TASK STATEMENT:
Would you copy out, exactly as written, each line from the one containing "Return the outline of every instance of the green" to the end of the records below?

Data records
——————————
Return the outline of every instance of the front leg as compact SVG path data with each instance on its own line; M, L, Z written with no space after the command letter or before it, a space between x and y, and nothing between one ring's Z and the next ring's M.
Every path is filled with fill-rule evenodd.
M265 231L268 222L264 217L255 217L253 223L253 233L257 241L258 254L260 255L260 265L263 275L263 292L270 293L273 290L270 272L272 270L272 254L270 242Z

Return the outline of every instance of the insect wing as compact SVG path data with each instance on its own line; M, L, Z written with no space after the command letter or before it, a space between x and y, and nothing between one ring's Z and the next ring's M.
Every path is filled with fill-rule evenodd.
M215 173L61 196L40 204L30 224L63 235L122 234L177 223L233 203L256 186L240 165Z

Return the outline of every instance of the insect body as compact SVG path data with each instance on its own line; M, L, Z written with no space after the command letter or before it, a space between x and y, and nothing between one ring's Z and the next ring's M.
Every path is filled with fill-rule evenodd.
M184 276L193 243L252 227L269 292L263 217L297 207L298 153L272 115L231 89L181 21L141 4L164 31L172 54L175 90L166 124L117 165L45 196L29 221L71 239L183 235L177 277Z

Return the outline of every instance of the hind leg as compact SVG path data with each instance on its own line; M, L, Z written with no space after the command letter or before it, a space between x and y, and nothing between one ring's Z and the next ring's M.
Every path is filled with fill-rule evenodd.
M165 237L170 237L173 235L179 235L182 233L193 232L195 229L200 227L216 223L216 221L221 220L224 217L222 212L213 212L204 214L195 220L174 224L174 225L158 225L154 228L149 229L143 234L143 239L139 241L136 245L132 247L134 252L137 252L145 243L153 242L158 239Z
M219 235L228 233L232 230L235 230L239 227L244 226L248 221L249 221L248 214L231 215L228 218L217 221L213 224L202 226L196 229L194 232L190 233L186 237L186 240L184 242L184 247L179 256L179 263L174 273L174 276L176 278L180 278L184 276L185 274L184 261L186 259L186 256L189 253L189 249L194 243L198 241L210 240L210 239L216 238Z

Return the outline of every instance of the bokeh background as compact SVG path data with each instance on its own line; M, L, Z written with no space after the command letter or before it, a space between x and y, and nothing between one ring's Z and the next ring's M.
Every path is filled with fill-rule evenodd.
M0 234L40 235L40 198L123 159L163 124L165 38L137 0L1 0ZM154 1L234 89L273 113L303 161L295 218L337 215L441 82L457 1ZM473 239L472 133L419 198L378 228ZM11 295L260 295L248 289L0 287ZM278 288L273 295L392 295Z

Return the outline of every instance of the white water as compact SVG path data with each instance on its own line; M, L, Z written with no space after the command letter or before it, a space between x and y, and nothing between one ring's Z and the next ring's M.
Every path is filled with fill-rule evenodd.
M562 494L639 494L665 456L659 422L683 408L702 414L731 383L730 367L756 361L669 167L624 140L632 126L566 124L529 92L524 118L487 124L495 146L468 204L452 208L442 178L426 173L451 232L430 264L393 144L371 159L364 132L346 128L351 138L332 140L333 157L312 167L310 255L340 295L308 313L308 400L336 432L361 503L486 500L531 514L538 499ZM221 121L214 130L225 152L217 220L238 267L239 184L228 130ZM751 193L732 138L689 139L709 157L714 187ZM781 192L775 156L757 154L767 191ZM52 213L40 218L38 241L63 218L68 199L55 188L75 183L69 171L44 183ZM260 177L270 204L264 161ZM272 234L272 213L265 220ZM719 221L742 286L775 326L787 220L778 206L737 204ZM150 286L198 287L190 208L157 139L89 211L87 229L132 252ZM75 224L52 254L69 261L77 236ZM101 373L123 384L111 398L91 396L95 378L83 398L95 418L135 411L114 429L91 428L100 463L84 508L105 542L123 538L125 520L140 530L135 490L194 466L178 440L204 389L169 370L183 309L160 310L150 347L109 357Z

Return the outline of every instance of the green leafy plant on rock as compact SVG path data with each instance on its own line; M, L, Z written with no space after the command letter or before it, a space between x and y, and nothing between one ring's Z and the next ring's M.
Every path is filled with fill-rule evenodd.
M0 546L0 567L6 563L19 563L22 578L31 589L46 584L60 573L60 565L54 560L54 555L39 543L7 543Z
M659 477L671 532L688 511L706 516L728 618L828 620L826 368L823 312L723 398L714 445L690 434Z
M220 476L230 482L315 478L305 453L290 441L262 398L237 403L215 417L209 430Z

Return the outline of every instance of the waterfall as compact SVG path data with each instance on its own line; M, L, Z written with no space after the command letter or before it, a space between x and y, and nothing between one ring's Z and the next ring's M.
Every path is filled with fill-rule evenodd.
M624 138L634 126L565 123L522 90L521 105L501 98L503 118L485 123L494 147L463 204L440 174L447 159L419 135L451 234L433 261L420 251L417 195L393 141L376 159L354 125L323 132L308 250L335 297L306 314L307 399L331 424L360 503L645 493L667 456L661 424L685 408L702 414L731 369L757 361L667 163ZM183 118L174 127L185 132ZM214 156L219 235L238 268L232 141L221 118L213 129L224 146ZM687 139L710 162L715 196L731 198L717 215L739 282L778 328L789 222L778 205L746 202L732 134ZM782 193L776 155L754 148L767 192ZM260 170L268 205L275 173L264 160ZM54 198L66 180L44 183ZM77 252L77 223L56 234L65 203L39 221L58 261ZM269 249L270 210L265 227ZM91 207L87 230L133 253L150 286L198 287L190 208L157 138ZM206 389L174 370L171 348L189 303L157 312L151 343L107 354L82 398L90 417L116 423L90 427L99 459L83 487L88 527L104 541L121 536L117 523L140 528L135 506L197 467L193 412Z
——————————
SOLVED EXERCISE:
Return the outline of every instance of the green leafy plant on rock as compact SVG path data with each instance on its own line; M, L, Z written with no space after the command letter or before it, a space between x and y, and nothing between one ring's Z and the next ring's M.
Every path is filled with fill-rule evenodd.
M0 546L0 567L6 563L19 563L22 578L31 589L46 584L60 573L60 565L54 560L54 555L39 543L7 543Z
M659 477L671 532L688 511L706 516L728 618L828 620L826 368L823 312L723 398L714 445L690 434Z
M220 476L230 482L315 478L305 453L290 441L262 398L237 403L215 417L209 430Z

Return the outline of every instance of the waterfall as compact SVG path data with each instance on its own line; M, L, Z written with no space after the command letter or before it, a space between x and y, and nothing between one ring's Z and the next ring's M.
Every path is filled with fill-rule evenodd.
M624 138L634 126L565 123L522 90L521 105L501 98L503 118L485 123L494 147L463 204L440 174L447 159L419 135L451 234L433 261L420 251L417 195L393 141L376 159L354 125L323 132L308 250L335 297L306 314L307 399L331 424L360 503L645 493L667 456L661 424L685 408L702 414L731 369L757 361L667 163ZM183 118L174 127L185 132ZM214 156L219 235L238 268L232 141L221 118L213 129L224 146ZM687 139L710 162L715 196L731 198L717 215L739 282L778 328L789 222L778 205L746 202L732 134ZM782 193L776 155L754 148L767 192ZM260 170L268 205L275 173L264 160ZM54 198L66 180L44 183ZM77 252L77 223L56 234L65 203L39 221L58 261ZM269 249L270 210L265 227ZM91 207L87 230L133 253L150 286L198 287L190 208L157 138ZM206 389L174 370L171 348L189 303L157 312L151 343L107 354L82 398L90 417L116 423L90 427L99 459L83 487L88 527L104 541L121 536L117 523L140 528L135 506L197 467L193 412Z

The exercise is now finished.